RECORD SET →
********

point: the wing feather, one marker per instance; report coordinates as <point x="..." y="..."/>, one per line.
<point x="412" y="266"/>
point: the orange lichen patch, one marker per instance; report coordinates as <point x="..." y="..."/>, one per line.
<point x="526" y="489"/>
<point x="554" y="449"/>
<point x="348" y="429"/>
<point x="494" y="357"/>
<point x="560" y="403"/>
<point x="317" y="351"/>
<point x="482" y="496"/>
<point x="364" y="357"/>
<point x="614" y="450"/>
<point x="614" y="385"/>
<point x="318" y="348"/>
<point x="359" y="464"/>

********

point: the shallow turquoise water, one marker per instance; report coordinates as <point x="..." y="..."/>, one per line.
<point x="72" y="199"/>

********

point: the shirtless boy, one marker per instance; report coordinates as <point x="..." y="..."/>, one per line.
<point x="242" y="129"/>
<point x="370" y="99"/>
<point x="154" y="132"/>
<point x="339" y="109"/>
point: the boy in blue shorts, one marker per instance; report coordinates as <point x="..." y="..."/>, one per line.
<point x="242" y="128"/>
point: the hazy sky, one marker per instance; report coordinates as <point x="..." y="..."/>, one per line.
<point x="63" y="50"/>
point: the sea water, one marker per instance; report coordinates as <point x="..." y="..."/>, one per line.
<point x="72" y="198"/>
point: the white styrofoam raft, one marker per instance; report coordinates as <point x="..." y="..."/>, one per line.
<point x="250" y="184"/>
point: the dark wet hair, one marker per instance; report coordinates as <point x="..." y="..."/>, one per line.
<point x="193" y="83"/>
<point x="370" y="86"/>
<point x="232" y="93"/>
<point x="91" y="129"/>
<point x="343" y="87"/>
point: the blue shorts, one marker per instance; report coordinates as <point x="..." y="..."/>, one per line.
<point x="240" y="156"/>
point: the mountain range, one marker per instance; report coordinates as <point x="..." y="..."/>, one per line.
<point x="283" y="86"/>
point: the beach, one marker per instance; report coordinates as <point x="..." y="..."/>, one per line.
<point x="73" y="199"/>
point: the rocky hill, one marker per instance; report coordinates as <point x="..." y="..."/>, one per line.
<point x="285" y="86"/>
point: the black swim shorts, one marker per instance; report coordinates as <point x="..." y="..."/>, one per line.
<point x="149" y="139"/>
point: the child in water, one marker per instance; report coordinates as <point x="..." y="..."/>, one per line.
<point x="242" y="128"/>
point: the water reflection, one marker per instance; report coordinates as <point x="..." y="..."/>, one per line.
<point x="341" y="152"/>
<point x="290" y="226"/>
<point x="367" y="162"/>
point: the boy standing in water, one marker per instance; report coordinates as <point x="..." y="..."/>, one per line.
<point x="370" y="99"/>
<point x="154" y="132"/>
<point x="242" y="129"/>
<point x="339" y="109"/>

********

WHAT THE TASK ASKS → Return every line of the material above that contains the word "shorts", copying each line in full.

COMPLETED EXERCISE →
point: the boy in blue shorts, one marker per instance; report coordinates as <point x="..." y="..."/>, one per line.
point: the blue shorts, one marker per instance; report coordinates as <point x="..." y="..."/>, one per line.
point: the black swim shorts, one marker per instance; report coordinates as <point x="..." y="..."/>, one per line.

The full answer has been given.